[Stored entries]
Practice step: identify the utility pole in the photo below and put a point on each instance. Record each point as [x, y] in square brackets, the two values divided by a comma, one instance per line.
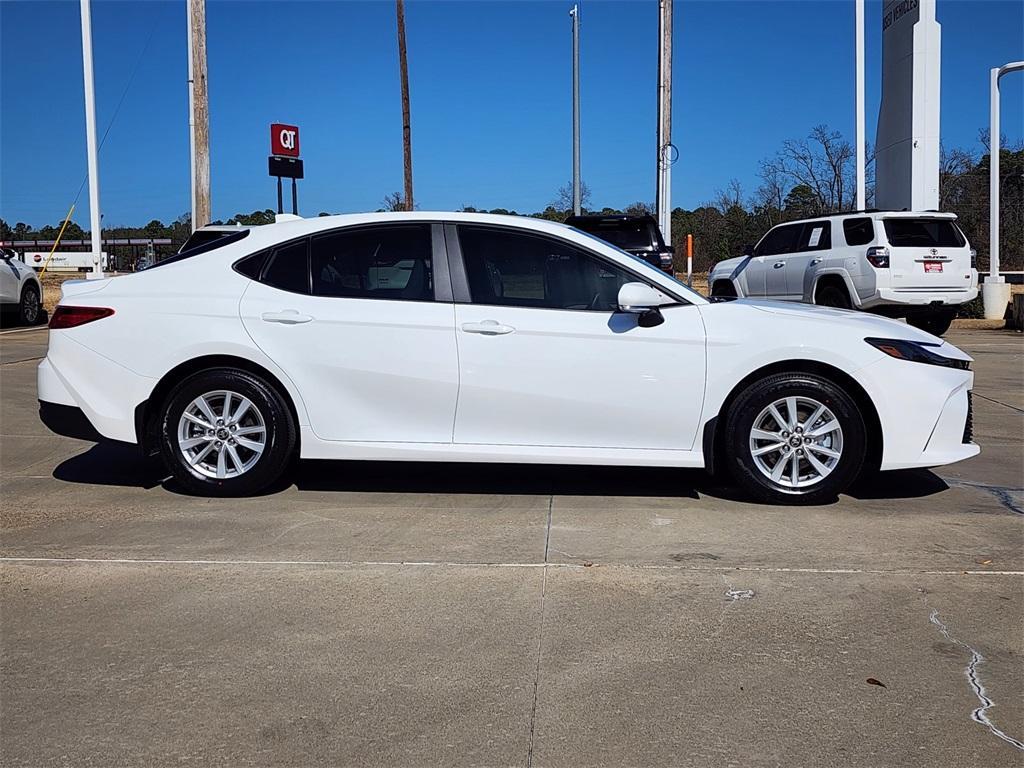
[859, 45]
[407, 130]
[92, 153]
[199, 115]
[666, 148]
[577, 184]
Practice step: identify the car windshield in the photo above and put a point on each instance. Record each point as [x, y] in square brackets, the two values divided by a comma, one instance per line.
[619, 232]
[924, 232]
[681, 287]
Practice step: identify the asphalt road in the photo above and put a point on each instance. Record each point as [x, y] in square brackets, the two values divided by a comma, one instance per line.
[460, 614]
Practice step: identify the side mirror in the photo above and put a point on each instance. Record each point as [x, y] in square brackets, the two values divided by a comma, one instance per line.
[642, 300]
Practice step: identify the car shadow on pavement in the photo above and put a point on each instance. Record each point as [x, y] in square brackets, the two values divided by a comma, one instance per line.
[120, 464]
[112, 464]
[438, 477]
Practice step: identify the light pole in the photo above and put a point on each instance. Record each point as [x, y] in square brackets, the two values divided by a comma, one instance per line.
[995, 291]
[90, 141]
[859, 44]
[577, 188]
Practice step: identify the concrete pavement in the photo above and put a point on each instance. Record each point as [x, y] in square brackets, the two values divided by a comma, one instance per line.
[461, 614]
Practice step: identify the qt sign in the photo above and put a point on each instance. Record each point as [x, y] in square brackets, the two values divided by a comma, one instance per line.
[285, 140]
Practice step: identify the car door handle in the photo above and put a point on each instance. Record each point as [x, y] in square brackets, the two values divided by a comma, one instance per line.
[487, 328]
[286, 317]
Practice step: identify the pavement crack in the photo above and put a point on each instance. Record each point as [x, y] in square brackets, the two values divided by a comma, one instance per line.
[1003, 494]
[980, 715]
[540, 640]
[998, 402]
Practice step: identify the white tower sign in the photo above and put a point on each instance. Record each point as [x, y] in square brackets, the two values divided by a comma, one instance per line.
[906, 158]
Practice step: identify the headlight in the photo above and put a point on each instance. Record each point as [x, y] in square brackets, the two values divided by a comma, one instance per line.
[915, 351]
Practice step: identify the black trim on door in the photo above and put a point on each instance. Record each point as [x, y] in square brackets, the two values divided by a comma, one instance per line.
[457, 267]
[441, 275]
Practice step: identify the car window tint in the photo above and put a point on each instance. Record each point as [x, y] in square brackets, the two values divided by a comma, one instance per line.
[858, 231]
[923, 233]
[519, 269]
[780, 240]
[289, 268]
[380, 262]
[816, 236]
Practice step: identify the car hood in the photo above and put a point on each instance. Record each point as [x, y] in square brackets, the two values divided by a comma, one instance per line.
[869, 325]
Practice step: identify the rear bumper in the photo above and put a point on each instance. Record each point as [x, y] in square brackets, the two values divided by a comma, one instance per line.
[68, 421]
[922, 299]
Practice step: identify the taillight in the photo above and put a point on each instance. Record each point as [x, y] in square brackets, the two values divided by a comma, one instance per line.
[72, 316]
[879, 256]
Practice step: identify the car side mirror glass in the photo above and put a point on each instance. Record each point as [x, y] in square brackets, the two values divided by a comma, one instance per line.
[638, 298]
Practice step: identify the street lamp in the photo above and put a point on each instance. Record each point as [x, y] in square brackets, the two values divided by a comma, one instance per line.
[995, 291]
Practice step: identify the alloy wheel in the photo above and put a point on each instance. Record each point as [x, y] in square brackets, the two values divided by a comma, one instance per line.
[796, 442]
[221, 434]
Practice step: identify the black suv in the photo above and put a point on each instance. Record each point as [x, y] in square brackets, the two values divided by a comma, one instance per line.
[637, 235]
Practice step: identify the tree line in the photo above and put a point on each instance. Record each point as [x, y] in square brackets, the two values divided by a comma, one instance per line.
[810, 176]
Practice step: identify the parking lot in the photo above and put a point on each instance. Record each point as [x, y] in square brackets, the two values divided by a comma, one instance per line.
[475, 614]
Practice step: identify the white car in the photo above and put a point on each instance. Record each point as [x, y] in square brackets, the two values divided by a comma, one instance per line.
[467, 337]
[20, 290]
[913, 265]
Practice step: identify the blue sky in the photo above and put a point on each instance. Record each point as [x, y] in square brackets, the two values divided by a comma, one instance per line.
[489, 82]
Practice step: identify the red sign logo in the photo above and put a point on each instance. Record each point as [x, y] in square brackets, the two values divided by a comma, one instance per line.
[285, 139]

Given instruction ▸ Copy every line of the records from the line containing "Practice step: identify the white car" through the last line of the records, both ends included, and leave each line unchanged.

Output for this task ▸
Practice step: identify the white car in the photo above and put a point on each instance. Record each point as [x, y] in square brackets, the two values divided by a comma, one instance per line.
[467, 337]
[20, 290]
[913, 265]
Practice step: identify the blue sky in the photo above and put a point on each instance. Record each point as [x, y] in square brackets, the two values divided by a comma, one instance per line.
[489, 82]
Practice step: identify the red sign logo in the photo above and put a point on each instance. Record each point as [x, y] in square brackets, the two values divided by a comma, one instance per line.
[285, 139]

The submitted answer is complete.